* [Task instructions]:
1 > According to the Blobulator page, what two steps make up the blobulation algorithm?
2 > Copy the Blobulator page word for word between "Welcome to the" and "at varying resolutions.", inclusive.

Blobulator

Warning: the blobulator is best viewed on a computer or tablet, not a smart phone.

Select input method:

Welcome to the Blobulator

Blobulation is an approach for detecting hydrophobic modularity in protein sequences based on contiguous hydrophobicity, originally developed by the Brannigan Lab for aiding in analyzing residue contacts in molecular dynamics (MD) simulations of a long intrinsically disordered protein (the BDNF prodomain). The blobulator allows the user to blobulate any sequence, and visualize the results while adjusting the two tunable parameters to detect blobs found at varying resolutions.

The figure above shows an overview of the blobulation algorithm. It consists of two steps - digitization and clustering. In the digitization step, residues are classified as either hydrophobic (blue) or non-hydrophobic (orange) by comparing their hydropathy to the user-selected threshold, H*. Next, the sequence is segmented: all segments containing only hydrophobic residues longer than L_min are h-blobs (blue), other segments longer than L_min are p-blobs (orange), and segments shorter than L_min and non-hydrophobic are s-blobs (green). Figure adapted from Lohia et al. 2022.

In addition to outputting a visualization of the blobulated sequence, the blobulator also outputs several tracks showing blobs overlaid with additional information including: net charge, globular tendency (Das-Pappu phase), distance from the Uversky boundary, and sensitivity to mutation. These properties are also dynamically adjusted as the user increases or decreases resolution of the sequence. For human proteins, users will also see the location of known disease-associated single nucleotide polymorphisms (SNPs).

For bug reports, feature requests, or anything else - please contact at connor.pitman@rutgers.edu or grace.brannigan@rutgers.edu, or post an issue on our GitHub.

Citing the Blobulator

A manuscript on the Blobulator is currently under review. For now, please cite: Connor Pitman, Ezry Santiago-McRae, Ruchi Lohia, Kaitlin Bassi, Thomas T. Joseph, Matthew E.B. Hansen, Grace Brannigan, “The blobulator: a webtool for identification and visual exploration of hydrophobic modularity in protein sequences.” bioRxiv. 2024.

Sequence Input

The first thing needed to use the blobulator is either a UniProt ID for a protein of interest, or a manual sequence entry. UniProt IDs are our recommended format for retrieving the sequence required for blobulation. Above each “compute button” there is a manual text entry box, in which the you insert either your sequence or ID. Then press the “Compute” button.

* [Given data]:
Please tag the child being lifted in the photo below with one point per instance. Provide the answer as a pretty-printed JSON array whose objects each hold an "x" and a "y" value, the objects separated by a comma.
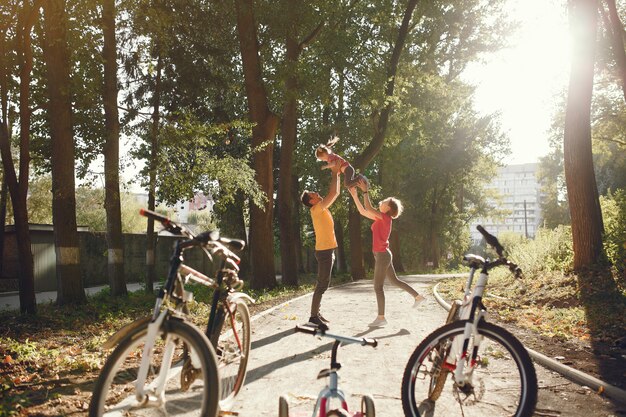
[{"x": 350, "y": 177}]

* [Responses by task]:
1 > Digitization and clustering.

2 >
Welcome to the Blobulator

Blobulation is an approach for detecting hydrophobic modularity in protein sequences based on contiguous hydrophobicity, originally developed by the Brannigan Lab for aiding in analyzing residue contacts in molecular dynamics (MD) simulations of a long intrinsically disordered protein (the BDNF prodomain). The blobulator allows the user to blobulate any sequence, and visualize the results while adjusting the two tunable parameters to detect blobs found at varying resolutions.